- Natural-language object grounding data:
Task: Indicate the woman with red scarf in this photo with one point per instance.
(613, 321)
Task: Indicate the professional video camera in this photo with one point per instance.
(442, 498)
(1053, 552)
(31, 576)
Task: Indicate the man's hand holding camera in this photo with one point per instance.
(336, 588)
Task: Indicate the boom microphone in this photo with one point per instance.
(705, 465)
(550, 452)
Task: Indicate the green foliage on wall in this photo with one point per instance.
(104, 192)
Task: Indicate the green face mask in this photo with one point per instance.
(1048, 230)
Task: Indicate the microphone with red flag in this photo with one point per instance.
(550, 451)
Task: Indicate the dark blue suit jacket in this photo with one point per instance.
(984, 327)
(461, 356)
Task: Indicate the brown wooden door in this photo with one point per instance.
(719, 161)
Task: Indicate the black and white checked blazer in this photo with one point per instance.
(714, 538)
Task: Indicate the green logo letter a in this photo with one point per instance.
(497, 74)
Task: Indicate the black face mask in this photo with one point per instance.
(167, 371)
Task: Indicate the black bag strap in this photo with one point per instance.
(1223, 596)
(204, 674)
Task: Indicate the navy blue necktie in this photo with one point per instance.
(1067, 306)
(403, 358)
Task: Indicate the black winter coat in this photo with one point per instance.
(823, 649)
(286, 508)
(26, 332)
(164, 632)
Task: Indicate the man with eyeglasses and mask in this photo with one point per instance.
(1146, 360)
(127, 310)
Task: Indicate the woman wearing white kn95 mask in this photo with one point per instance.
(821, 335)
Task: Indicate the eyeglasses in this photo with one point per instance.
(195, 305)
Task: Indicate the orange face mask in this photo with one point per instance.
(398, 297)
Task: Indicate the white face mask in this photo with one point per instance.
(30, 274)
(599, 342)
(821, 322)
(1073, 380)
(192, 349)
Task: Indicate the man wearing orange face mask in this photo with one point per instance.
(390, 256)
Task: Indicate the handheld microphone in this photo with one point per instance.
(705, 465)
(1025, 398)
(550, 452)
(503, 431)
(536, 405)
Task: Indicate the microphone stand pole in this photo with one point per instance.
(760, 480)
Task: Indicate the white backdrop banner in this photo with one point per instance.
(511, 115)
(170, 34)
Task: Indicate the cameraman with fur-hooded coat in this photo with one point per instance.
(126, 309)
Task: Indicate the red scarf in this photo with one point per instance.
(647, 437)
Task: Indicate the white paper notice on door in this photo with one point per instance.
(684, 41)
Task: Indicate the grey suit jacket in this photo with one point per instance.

- WHAT TO DO: Each record above needs to be reproduced exactly as written.

- WORKED SOLUTION:
Task: Indicate the woman with red scarf in this photo with one point per instance.
(613, 321)
Task: Indicate the professional video camera in this photo with one point per instance.
(442, 498)
(1053, 552)
(31, 576)
Task: Indicate the man's hand holding camera in this photo with one point per instance.
(336, 588)
Task: Indicate the boom microphone in this photo with one point per instance.
(705, 465)
(550, 452)
Task: Indicate the green foliage on wall in this photo with one point per instance.
(104, 192)
Task: Indicate the green face mask in this photo with one point per instance.
(1048, 230)
Task: Indicate the microphone with red flag in this photo with one point per instance.
(550, 451)
Task: Indicate the dark blue suit jacket in this photo with one point per instance.
(984, 327)
(461, 356)
Task: Indicate the brown wooden door in this photo with one point per instance.
(719, 161)
Task: Indicate the black and white checked blazer in this photo with one point per instance.
(714, 538)
Task: Indicate the green logo letter a in this photo with one point per instance.
(497, 74)
Task: Indicate the black face mask in this photo with one point per instance.
(167, 371)
Task: Indicate the black bag strap in this photo with one point per instance.
(1223, 596)
(204, 674)
Task: Indicate the navy blue necktie in this photo with one point per instance.
(1067, 306)
(403, 358)
Task: Indicate the black winter coat in this photo with one point per instance.
(823, 649)
(286, 508)
(26, 332)
(164, 632)
Task: Indicate the man with eyeglasses and mask in this photo with one point per instance.
(1146, 360)
(127, 310)
Task: Indicate the woman wearing white kn95 mask in this photo with one point per instance.
(821, 335)
Task: Indicate the eyeglasses in this photo with one point per instance.
(195, 305)
Task: Indicate the orange face mask in this photo with one point per instance.
(398, 297)
Task: Indicate the white face mask in this photo with one point per instance.
(30, 274)
(599, 342)
(821, 322)
(1073, 380)
(192, 349)
Task: Indicate the man wearing orange face mask in this photo with one point per instance.
(390, 256)
Task: Indicate the handheld microphone in this photo with one point per instance.
(705, 465)
(1025, 398)
(550, 452)
(503, 431)
(536, 405)
Task: Indicate the microphone stand pole in this photo with one point per instance.
(760, 480)
Task: Indicate the white backdrop banner in this photo with one point per instance.
(511, 115)
(170, 34)
Task: Indicate the cameraman with fur-hooded coat in this photo with one point per instance.
(126, 309)
Task: Indicate the red scarf in this photo with one point per instance.
(647, 437)
Task: Indicate the white paper notice on door in this photo with one point per instance.
(684, 41)
Task: Indicate the grey suit jacket in this photo with one point per instance.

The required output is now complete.